EXERCISE AIM: Could you repeat the history blog post from "1. The Sepoy" to "written in 2007].", swapping "Lucknow" for "Meerut"?

Sunday, January 9, 2011

History!

This is coolbert:



"You see, people have no respect for history,”


"The gallant Hood of Texas played hell in Tennessee"


History as it was then and is remembered now. "War and Remembrance" [thanks to Herman Wouk] from first the Sepoy Mutiny, and secondly from the American Civil War.

How exactly are such events remembered over a century and a half later?

1. The Sepoy Mutiny, Cawnpore and Lucknow.

The events as they unfolded in 1857:

The Mutiny. Cawnpore, Lucknow.

And one hundred fifty years later, thanks to the Financial Express of India, as it is NOW [original article written in 2007].

"Exactly 150 years ago, sepoy Mangal Pandey was executed in Barrackpore. Travelling to several key locations of the uprising that shook the Empire, Sunday FE gauges what the country’s first War of Independence means now"

"Echoes of a Distant war"

It would seem that the episode of 1857 is not forgotten, but that little remains that gives evidence that the events actually occurred. And in the minds of the locals, as it is everywhere else in the world, the concerns of the here and now are of course foremost in the mind.

“'All gone waste, sir. The Angrez [English] have left but has it made a difference to poor people like me? Not really.'”

“The last stone of that memorial is right outside my shop,"

"'Why do you want to click pictures here?' asks the church priest. '1857 is a closed chapter'"

2. Battle of Franklin.

DATA:
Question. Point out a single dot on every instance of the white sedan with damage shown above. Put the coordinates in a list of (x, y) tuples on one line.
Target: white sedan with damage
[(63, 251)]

SOLUTION:
1. The Sepoy Mutiny, Cawnpore and Meerut.

The events as they unfolded in 1857:

The Mutiny. Cawnpore, Meerut.

And one hundred fifty years later, thanks to the Financial Express of India, as it is NOW [original article written in 2007].